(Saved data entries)
● ● ●
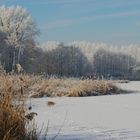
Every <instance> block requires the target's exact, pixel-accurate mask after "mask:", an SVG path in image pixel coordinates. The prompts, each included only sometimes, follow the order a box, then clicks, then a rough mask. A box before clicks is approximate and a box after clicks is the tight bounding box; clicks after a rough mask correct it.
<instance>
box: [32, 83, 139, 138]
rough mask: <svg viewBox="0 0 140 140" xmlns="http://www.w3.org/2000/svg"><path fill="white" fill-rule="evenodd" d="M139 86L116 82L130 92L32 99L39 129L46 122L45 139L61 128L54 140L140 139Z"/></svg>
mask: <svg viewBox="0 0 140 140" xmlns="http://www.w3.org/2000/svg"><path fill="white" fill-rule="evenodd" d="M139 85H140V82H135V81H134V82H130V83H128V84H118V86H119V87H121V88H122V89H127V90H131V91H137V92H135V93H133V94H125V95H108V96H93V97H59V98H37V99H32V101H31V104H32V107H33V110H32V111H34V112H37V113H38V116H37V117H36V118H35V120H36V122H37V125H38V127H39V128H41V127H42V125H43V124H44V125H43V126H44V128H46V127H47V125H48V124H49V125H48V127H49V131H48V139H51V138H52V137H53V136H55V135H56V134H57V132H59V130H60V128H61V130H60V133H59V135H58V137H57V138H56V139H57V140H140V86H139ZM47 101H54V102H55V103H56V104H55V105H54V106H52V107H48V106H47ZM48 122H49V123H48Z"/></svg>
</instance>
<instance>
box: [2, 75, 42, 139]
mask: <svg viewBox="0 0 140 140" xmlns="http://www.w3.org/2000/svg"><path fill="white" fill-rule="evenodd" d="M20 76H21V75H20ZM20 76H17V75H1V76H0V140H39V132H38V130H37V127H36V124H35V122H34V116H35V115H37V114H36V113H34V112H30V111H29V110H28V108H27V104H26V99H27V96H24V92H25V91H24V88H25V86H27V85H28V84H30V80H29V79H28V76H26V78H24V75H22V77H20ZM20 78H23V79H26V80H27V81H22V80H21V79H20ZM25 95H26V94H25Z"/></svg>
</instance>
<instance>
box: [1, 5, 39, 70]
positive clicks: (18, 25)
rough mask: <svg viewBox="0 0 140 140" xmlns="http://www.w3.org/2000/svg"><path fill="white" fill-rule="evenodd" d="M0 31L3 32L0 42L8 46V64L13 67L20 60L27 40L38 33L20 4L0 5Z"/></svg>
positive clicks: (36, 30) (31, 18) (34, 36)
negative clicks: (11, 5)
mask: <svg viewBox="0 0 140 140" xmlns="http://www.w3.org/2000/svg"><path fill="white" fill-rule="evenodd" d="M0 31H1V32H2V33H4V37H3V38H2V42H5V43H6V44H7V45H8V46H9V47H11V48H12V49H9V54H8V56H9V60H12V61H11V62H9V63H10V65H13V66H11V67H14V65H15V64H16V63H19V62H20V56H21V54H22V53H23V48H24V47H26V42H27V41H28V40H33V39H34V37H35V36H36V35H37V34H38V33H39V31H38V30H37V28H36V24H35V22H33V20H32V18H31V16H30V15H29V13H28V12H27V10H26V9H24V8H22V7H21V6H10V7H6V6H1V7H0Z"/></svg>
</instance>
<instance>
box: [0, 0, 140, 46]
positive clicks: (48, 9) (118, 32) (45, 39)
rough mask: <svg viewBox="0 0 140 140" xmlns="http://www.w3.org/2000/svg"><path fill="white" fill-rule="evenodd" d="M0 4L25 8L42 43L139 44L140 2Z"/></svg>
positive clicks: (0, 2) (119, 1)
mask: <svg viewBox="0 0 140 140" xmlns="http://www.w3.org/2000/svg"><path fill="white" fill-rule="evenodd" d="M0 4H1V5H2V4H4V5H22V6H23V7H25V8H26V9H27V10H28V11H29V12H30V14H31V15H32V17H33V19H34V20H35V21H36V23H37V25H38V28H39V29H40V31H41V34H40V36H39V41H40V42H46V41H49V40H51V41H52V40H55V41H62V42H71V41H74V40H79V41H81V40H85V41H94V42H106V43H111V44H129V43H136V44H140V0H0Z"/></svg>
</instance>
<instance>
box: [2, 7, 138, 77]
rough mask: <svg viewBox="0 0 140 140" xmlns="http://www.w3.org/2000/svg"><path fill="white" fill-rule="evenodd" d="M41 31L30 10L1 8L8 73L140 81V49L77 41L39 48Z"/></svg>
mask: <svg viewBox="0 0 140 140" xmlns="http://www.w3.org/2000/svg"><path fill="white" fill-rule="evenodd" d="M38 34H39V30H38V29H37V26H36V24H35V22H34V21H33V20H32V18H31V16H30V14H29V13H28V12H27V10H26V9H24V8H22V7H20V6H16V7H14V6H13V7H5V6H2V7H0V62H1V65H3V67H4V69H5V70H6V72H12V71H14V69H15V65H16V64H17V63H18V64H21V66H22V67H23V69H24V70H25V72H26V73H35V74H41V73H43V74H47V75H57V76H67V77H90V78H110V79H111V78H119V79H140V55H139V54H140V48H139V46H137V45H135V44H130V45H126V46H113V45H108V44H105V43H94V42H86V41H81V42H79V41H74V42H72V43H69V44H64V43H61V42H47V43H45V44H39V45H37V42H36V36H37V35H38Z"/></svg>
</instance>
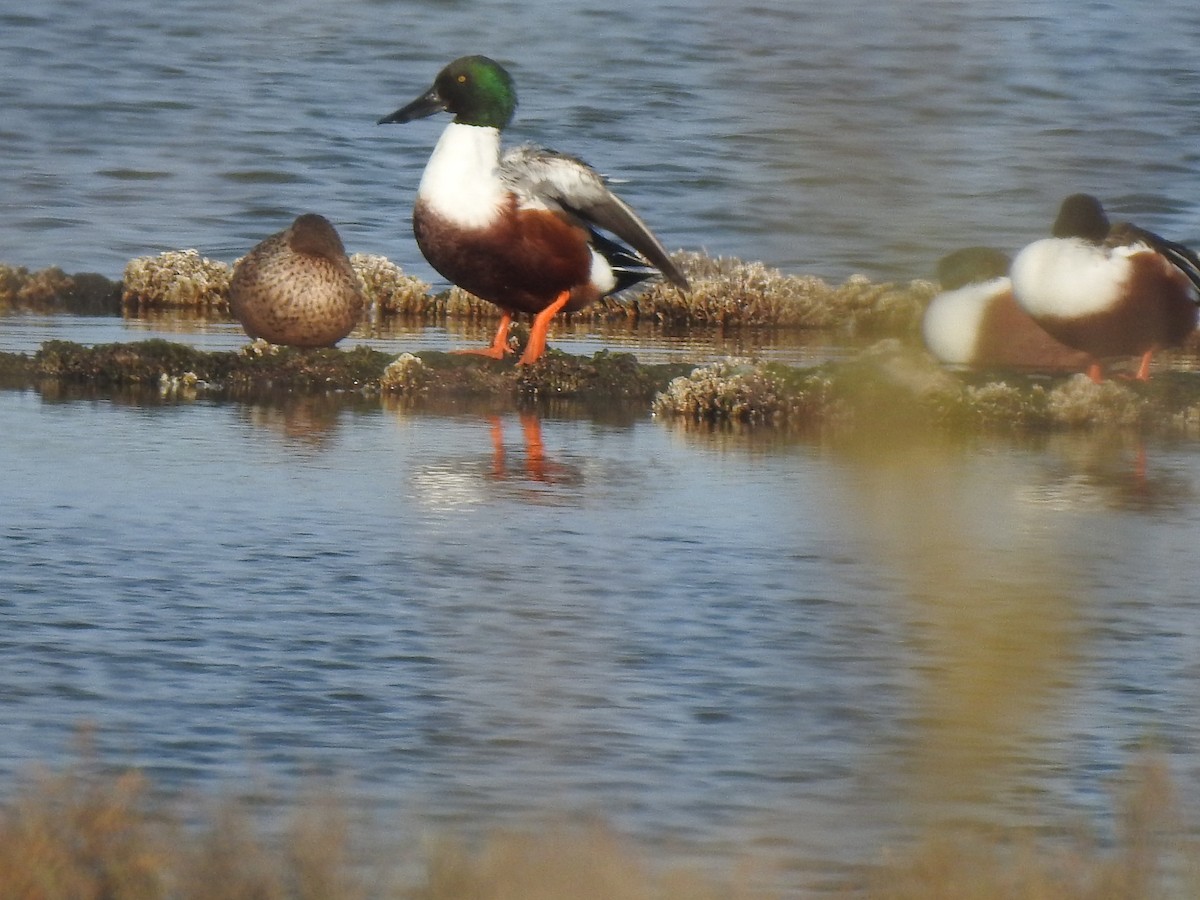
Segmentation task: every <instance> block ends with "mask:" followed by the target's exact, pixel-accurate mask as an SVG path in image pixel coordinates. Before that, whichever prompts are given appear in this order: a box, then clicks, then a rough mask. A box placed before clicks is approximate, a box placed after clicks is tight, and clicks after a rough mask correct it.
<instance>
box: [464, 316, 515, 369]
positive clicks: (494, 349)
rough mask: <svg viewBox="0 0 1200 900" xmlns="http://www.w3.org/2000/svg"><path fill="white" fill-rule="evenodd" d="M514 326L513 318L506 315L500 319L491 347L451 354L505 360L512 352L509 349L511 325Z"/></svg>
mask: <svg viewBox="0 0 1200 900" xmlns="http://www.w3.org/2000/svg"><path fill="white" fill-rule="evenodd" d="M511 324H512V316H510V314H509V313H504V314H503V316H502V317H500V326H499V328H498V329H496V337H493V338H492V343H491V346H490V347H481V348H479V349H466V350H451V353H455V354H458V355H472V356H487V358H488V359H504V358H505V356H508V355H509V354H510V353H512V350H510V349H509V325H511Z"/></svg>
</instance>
● ● ●
Take the data above and set it down exactly, images excluded.

Every <instance> block requires the target's exact, pixel-accurate mask after "mask:", an SVG path in image pixel coordinates. The prompts, each included only sometimes, follow the order a box, then clicks, then a rough mask. A box before clicks is approximate and a box after clicks is the tight bounding box; clicks after a rough mask correct it.
<instance>
box: [32, 83, 139, 138]
rough mask: <svg viewBox="0 0 140 140" xmlns="http://www.w3.org/2000/svg"><path fill="white" fill-rule="evenodd" d="M139 86L116 82L130 92L32 99L39 129L46 122L45 139L61 128L54 140L140 139Z"/></svg>
mask: <svg viewBox="0 0 140 140" xmlns="http://www.w3.org/2000/svg"><path fill="white" fill-rule="evenodd" d="M139 85H140V82H135V81H134V82H130V83H128V84H118V86H119V87H121V88H122V89H127V90H131V91H137V92H135V93H133V94H125V95H108V96H93V97H59V98H37V99H32V101H31V104H32V107H33V110H32V111H34V112H37V113H38V116H37V117H36V118H35V120H36V122H37V125H38V127H39V128H41V127H42V125H43V124H44V125H43V126H44V128H46V127H47V125H48V124H49V125H48V127H49V131H48V139H51V138H52V137H53V136H55V135H56V134H57V132H59V130H60V128H61V130H60V133H59V135H58V137H57V138H56V139H57V140H140V86H139ZM47 101H54V102H55V103H56V104H55V105H54V106H52V107H48V106H47ZM48 122H49V123H48Z"/></svg>
</instance>
<instance>
box: [2, 75, 42, 139]
mask: <svg viewBox="0 0 140 140" xmlns="http://www.w3.org/2000/svg"><path fill="white" fill-rule="evenodd" d="M20 76H21V75H20ZM20 76H17V75H1V76H0V140H39V132H38V130H37V127H36V124H35V122H34V116H35V115H37V114H36V113H34V112H30V111H29V110H28V108H27V104H26V99H27V96H24V92H25V91H24V88H25V86H27V85H28V84H30V80H29V79H28V76H26V78H24V75H22V77H20ZM20 78H23V79H26V80H27V81H22V80H21V79H20ZM25 95H26V94H25Z"/></svg>
</instance>
<instance>
box: [1, 5, 39, 70]
positive clicks: (18, 25)
rough mask: <svg viewBox="0 0 140 140" xmlns="http://www.w3.org/2000/svg"><path fill="white" fill-rule="evenodd" d="M0 31L3 32L0 42L8 46V64L13 67L20 60L27 40L38 33L20 4L0 5Z"/></svg>
positive clicks: (36, 30) (31, 18) (34, 36)
negative clicks: (11, 5)
mask: <svg viewBox="0 0 140 140" xmlns="http://www.w3.org/2000/svg"><path fill="white" fill-rule="evenodd" d="M0 31H1V32H2V33H4V37H3V38H2V42H5V43H6V44H7V45H8V46H9V47H11V48H12V49H9V54H8V56H9V60H12V61H11V62H9V63H10V65H13V66H11V67H14V65H15V64H16V63H19V62H20V56H21V54H22V53H23V48H24V47H26V42H27V41H28V40H33V39H34V37H35V36H36V35H37V34H38V33H39V31H38V30H37V28H36V24H35V22H33V20H32V18H31V16H30V15H29V13H28V12H27V10H26V9H24V8H22V7H21V6H10V7H6V6H1V7H0Z"/></svg>
</instance>
<instance>
box: [0, 0, 140, 46]
positive clicks: (48, 9) (118, 32) (45, 39)
rough mask: <svg viewBox="0 0 140 140" xmlns="http://www.w3.org/2000/svg"><path fill="white" fill-rule="evenodd" d="M0 4L25 8L42 43L139 44L140 2Z"/></svg>
positive clicks: (0, 2) (119, 1)
mask: <svg viewBox="0 0 140 140" xmlns="http://www.w3.org/2000/svg"><path fill="white" fill-rule="evenodd" d="M0 4H1V5H2V4H4V5H22V6H23V7H25V8H26V9H27V10H28V11H29V12H30V14H31V15H32V17H33V19H34V20H35V21H36V23H37V25H38V28H39V29H40V31H41V34H40V36H39V41H40V42H46V41H49V40H51V41H52V40H55V41H62V42H71V41H74V40H79V41H81V40H85V41H94V42H106V43H111V44H129V43H136V44H140V0H0Z"/></svg>
</instance>
<instance>
box: [2, 7, 138, 77]
rough mask: <svg viewBox="0 0 140 140" xmlns="http://www.w3.org/2000/svg"><path fill="white" fill-rule="evenodd" d="M41 31L30 10L1 8L8 73L140 81V49L77 41L39 48Z"/></svg>
mask: <svg viewBox="0 0 140 140" xmlns="http://www.w3.org/2000/svg"><path fill="white" fill-rule="evenodd" d="M38 34H39V30H38V29H37V26H36V24H35V22H34V21H33V20H32V18H31V16H30V14H29V13H28V12H27V10H26V9H24V8H22V7H20V6H16V7H14V6H13V7H5V6H2V7H0V62H1V65H3V67H4V69H5V70H6V72H12V71H14V69H15V65H16V64H17V63H18V64H21V66H22V67H23V69H24V70H25V72H26V73H35V74H41V73H43V74H47V75H57V76H67V77H90V78H110V79H111V78H119V79H140V55H139V54H140V48H139V46H137V45H135V44H130V45H126V46H113V45H108V44H105V43H94V42H86V41H81V42H79V41H74V42H72V43H69V44H64V43H61V42H47V43H45V44H39V45H37V42H36V36H37V35H38Z"/></svg>
</instance>
Segmentation task: every <instance> block ends with "mask:" followed by the target's exact, pixel-accurate mask as an SVG path in image pixel coordinates. Before that, whichever prompts are given appear in this order: a box, then clicks, then a rough mask. A box placed before clicks is approximate, a box placed after clicks is tight, and clicks after a rough mask correct it.
<instance>
box: [464, 316, 515, 369]
positive clicks: (494, 349)
rough mask: <svg viewBox="0 0 1200 900" xmlns="http://www.w3.org/2000/svg"><path fill="white" fill-rule="evenodd" d="M514 326L513 318L506 315L500 319L491 347L451 354L505 360L512 352L509 349L511 325Z"/></svg>
mask: <svg viewBox="0 0 1200 900" xmlns="http://www.w3.org/2000/svg"><path fill="white" fill-rule="evenodd" d="M511 324H512V316H510V314H509V313H504V314H503V316H502V317H500V326H499V328H498V329H496V337H493V338H492V343H491V346H490V347H481V348H479V349H466V350H451V353H455V354H458V355H472V356H487V358H488V359H504V358H505V356H508V355H509V354H510V353H512V350H510V349H509V325H511Z"/></svg>
</instance>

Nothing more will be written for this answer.